Required work >>
Please return the full listing below without altering anything.

Supplied data >>
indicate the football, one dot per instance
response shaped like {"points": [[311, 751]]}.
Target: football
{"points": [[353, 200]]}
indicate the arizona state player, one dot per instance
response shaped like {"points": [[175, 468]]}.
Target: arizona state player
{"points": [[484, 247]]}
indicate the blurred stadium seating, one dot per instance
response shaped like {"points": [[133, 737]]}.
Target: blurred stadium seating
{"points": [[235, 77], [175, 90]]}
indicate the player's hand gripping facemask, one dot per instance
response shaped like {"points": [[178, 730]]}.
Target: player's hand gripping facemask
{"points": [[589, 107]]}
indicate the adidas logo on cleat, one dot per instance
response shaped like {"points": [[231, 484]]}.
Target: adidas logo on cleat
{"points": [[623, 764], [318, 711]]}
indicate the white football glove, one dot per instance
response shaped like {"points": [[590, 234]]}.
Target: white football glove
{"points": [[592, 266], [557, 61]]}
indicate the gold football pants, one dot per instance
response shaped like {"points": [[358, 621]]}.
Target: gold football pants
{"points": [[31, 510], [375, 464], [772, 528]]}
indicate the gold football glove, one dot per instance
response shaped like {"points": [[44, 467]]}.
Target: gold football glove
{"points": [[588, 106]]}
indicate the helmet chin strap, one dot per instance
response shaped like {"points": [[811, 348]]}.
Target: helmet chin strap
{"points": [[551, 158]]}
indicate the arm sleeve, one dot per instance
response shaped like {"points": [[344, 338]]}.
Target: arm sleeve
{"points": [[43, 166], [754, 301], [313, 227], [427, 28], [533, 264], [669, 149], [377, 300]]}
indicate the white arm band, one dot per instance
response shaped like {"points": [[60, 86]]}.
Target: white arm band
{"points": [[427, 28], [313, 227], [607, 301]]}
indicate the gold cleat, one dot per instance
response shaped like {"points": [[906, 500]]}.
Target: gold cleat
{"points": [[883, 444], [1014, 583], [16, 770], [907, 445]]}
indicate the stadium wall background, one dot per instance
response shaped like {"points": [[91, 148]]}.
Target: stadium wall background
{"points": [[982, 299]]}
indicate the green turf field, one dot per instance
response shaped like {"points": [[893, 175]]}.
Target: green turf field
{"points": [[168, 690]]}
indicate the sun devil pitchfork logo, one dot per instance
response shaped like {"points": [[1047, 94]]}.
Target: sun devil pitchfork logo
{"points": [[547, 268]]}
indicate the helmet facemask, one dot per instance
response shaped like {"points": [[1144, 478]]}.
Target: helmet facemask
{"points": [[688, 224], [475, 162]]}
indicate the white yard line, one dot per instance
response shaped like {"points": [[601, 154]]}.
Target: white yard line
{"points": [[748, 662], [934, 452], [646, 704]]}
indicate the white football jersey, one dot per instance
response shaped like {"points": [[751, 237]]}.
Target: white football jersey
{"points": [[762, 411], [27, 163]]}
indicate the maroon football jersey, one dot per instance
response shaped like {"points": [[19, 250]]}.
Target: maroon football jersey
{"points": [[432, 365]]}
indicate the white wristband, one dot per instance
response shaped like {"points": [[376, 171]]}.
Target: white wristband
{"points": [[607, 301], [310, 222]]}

Expected output >>
indicate the football, one dot per instance
response shaped like {"points": [[311, 751]]}.
Target: football
{"points": [[353, 200]]}
indicate the arizona state player, one dot per instance
response shaped like {"points": [[175, 468]]}.
Target: arizona state player
{"points": [[484, 247]]}
indicate the blurred stadium seating, one dot per instance
response shaped like {"points": [[133, 737]]}.
Target: blurred stadium seating
{"points": [[235, 77], [175, 90]]}
indicate the player's hand gripping facemask, one dot per instance
response shaped like {"points": [[178, 730]]}.
Target: player's hand gripping facemask
{"points": [[589, 107]]}
indicate the adidas logo on cleat, one dot per instance
response shaped like {"points": [[231, 484]]}.
Target: adidas logo on cleat
{"points": [[623, 764], [318, 711]]}
indicate the white football glove, one dot per instance
response shaped like {"points": [[590, 234]]}.
Target: white football glove
{"points": [[592, 266], [557, 61]]}
indicate the gold football pants, one dot per instance
response shaped like {"points": [[358, 621]]}.
Target: gold football pants
{"points": [[31, 510], [375, 464], [772, 528]]}
indicate the gold football glove, one dot per instance
response shaped like {"points": [[44, 467]]}.
Target: gold football glove
{"points": [[588, 106]]}
indicate the helmet chin strap, one dot per instance
response shaped like {"points": [[811, 348]]}.
Target: helmet chin strap
{"points": [[551, 158]]}
indicate the arm sleeve, one dot per instance
response shaped like {"points": [[344, 338]]}.
Target: arm sleeve
{"points": [[43, 166], [754, 301], [313, 227], [427, 28], [533, 264], [669, 149], [377, 300]]}
indicate the white arm band, one dot per instance
response shaped like {"points": [[60, 86]]}.
Target: white arm band
{"points": [[427, 28], [313, 227], [607, 301]]}
indicate the gold cleat, one dot per instance
response shaped like {"points": [[906, 500]]}.
Target: gold cleat
{"points": [[883, 444], [1014, 583], [16, 770], [907, 445]]}
indicate the stadium wall background, one dot per instance
response shaped like {"points": [[91, 148]]}.
Target: stadium wall background
{"points": [[982, 299]]}
indicate the green turf field, one dot per instance
response shaped like {"points": [[893, 175]]}.
Target: green turf field
{"points": [[168, 690]]}
indicate the sun devil pitchfork logo, one dot per instance
response shaped like {"points": [[1047, 94]]}.
Target: sun devil pitchfork logo
{"points": [[547, 268]]}
indicate the helmet facemask, one dot per instance
response shaped like {"points": [[1144, 478]]}.
Target: helmet facemask
{"points": [[688, 224], [475, 162]]}
indicate the white yard line, one dot per instance
response shaped like {"points": [[601, 154]]}.
Target: white yard line
{"points": [[748, 662], [934, 452], [646, 704]]}
indicate the white football jersey, one dot per instance
response shaped like {"points": [[751, 237]]}.
Target: white football jersey
{"points": [[762, 411], [27, 163]]}
indicate the maroon football jersey, one dot per instance
response shaped like {"points": [[19, 250]]}.
Target: maroon football jersey
{"points": [[432, 365]]}
indicate the white wristband, one dot per instance
response shaped like {"points": [[376, 171]]}.
Target: white wristband
{"points": [[607, 301], [310, 222]]}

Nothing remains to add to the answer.